▸ EXERCISE GOAL: Find the line with "positive clicks: (599, 15)". Transcribe it and each later line of the data exactly, up to and including the last.
+--
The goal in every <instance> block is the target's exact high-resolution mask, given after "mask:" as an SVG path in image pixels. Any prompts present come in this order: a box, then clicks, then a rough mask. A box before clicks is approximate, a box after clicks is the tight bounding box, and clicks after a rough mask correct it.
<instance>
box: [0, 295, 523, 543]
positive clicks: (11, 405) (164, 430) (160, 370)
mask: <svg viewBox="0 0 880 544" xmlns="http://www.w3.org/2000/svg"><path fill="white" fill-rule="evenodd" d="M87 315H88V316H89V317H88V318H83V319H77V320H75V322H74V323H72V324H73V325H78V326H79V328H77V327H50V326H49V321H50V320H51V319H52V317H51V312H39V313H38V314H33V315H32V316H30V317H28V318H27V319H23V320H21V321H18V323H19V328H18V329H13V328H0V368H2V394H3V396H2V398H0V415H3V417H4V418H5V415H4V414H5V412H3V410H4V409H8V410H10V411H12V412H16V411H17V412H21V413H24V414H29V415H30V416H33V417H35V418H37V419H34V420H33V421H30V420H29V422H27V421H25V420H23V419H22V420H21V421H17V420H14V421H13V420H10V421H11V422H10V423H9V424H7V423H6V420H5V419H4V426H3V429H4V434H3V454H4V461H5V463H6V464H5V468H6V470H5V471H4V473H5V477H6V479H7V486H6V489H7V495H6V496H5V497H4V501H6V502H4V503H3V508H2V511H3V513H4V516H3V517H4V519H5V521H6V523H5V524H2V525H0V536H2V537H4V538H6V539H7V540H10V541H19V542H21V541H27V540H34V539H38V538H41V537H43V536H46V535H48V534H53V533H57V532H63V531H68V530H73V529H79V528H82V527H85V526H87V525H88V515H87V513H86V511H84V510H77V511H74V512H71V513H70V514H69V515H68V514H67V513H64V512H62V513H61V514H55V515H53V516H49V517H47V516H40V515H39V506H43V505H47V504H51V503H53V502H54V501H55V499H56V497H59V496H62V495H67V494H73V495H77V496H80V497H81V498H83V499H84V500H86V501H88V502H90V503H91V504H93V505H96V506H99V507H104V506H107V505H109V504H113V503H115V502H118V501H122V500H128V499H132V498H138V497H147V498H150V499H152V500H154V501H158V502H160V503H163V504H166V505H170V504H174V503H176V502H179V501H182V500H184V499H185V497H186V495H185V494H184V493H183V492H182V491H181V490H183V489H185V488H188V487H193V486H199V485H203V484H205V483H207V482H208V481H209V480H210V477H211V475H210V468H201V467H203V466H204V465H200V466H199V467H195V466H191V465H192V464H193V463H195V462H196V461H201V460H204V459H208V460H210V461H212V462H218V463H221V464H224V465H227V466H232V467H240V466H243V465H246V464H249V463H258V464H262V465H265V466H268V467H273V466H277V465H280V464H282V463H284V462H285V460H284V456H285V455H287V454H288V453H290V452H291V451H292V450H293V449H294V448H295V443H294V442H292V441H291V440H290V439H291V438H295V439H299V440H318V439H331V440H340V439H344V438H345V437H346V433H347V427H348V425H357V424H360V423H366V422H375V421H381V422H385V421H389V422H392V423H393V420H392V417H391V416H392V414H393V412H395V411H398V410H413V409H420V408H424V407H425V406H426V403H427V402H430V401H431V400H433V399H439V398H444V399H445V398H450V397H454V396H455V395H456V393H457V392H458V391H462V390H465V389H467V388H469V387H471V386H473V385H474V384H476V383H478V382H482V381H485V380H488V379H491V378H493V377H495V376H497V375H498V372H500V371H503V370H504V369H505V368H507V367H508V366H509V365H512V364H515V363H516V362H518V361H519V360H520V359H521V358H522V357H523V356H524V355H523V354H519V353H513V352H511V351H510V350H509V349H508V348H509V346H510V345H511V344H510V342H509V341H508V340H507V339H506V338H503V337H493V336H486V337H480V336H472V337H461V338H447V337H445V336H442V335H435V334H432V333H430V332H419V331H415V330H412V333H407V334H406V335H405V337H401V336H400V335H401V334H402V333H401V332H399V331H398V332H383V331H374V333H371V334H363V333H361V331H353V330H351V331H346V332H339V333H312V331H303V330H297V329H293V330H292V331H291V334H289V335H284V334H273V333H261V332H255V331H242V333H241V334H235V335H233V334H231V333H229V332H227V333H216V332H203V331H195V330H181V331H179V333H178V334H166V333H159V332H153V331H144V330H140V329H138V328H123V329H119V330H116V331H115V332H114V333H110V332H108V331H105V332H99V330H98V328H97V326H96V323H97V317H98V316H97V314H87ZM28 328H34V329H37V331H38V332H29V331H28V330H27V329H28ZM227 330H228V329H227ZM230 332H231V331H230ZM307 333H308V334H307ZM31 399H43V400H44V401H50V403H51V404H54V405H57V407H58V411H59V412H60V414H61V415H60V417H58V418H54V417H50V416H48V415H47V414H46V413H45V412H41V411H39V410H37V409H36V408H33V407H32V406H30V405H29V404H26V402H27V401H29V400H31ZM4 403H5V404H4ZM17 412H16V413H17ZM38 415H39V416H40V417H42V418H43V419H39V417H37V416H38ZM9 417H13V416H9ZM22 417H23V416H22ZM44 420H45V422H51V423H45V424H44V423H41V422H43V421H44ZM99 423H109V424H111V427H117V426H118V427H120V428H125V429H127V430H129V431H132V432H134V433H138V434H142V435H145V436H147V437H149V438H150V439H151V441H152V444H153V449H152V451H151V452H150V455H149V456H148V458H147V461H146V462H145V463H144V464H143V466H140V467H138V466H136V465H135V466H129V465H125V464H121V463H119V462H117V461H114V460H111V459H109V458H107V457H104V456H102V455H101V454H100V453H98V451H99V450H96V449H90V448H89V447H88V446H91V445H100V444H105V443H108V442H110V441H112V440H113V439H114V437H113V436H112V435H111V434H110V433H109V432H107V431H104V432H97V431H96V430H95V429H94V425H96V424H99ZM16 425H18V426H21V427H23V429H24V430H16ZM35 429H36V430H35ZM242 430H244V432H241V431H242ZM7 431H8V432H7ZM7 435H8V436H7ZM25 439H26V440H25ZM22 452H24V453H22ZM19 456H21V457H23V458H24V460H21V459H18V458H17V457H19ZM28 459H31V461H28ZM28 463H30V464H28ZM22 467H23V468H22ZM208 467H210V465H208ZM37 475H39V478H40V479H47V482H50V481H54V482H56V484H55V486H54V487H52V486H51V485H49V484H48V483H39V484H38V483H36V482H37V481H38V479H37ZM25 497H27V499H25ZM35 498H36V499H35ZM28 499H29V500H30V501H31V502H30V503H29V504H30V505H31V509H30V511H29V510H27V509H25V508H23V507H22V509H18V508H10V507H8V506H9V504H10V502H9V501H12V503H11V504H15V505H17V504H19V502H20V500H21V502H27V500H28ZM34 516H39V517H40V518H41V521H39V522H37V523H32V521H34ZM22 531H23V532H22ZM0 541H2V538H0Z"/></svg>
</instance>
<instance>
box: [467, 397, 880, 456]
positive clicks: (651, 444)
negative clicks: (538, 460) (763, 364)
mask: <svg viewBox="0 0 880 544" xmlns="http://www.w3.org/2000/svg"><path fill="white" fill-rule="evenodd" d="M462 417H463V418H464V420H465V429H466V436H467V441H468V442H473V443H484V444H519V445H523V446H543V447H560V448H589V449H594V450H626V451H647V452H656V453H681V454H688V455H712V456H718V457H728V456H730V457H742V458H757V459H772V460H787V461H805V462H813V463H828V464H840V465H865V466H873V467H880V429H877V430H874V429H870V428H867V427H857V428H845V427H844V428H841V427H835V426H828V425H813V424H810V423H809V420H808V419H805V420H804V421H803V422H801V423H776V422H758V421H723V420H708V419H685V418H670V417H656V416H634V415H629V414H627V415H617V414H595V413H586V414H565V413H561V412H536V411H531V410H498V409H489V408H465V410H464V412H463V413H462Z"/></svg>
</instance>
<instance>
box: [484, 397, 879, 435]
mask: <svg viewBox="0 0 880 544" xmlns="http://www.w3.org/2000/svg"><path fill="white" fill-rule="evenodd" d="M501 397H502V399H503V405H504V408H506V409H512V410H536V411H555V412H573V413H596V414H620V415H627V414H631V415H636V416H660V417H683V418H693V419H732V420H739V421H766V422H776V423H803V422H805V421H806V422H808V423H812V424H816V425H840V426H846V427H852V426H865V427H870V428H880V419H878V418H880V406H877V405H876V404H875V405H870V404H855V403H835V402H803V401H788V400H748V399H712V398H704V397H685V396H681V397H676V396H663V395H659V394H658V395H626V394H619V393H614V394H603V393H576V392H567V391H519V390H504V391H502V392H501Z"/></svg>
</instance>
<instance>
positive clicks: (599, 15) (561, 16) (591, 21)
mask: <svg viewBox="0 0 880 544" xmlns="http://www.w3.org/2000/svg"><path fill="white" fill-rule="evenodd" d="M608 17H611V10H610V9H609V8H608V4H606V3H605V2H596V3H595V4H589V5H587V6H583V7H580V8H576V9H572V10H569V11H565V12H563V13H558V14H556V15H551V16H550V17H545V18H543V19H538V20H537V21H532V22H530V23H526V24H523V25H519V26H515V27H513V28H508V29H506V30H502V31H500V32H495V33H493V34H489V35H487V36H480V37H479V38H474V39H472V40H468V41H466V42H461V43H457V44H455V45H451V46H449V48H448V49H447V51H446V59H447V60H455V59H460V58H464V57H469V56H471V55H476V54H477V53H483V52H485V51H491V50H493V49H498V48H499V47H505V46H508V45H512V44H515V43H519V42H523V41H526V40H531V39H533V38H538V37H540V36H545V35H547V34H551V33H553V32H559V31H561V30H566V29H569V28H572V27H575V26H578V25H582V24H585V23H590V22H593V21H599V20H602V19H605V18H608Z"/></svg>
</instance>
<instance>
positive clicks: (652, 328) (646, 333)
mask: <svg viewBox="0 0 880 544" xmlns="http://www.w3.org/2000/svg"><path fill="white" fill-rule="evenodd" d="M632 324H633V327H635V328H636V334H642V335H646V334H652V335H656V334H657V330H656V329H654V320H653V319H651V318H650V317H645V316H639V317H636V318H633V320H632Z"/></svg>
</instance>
+--
▸ SOLUTION FOR THIS TASK:
positive clicks: (599, 15) (561, 16) (591, 21)
mask: <svg viewBox="0 0 880 544" xmlns="http://www.w3.org/2000/svg"><path fill="white" fill-rule="evenodd" d="M608 17H611V10H610V9H609V8H608V4H606V3H605V2H596V3H595V4H589V5H587V6H583V7H580V8H576V9H572V10H569V11H565V12H563V13H558V14H556V15H551V16H550V17H545V18H543V19H538V20H537V21H532V22H530V23H526V24H523V25H519V26H515V27H513V28H508V29H506V30H502V31H500V32H495V33H493V34H489V35H487V36H480V37H479V38H474V39H472V40H468V41H466V42H461V43H457V44H455V45H451V46H449V48H448V49H447V51H446V59H447V60H455V59H460V58H464V57H469V56H471V55H476V54H477V53H483V52H485V51H491V50H493V49H498V48H499V47H505V46H508V45H512V44H515V43H519V42H523V41H526V40H531V39H533V38H538V37H540V36H545V35H547V34H551V33H553V32H559V31H561V30H566V29H569V28H572V27H575V26H578V25H582V24H585V23H590V22H593V21H599V20H602V19H605V18H608Z"/></svg>
</instance>
<instance>
positive clicks: (652, 328) (646, 333)
mask: <svg viewBox="0 0 880 544" xmlns="http://www.w3.org/2000/svg"><path fill="white" fill-rule="evenodd" d="M632 324H633V327H635V328H636V334H642V335H646V334H652V335H656V334H657V330H656V329H654V320H653V319H651V318H650V317H645V316H639V317H636V318H633V320H632Z"/></svg>
</instance>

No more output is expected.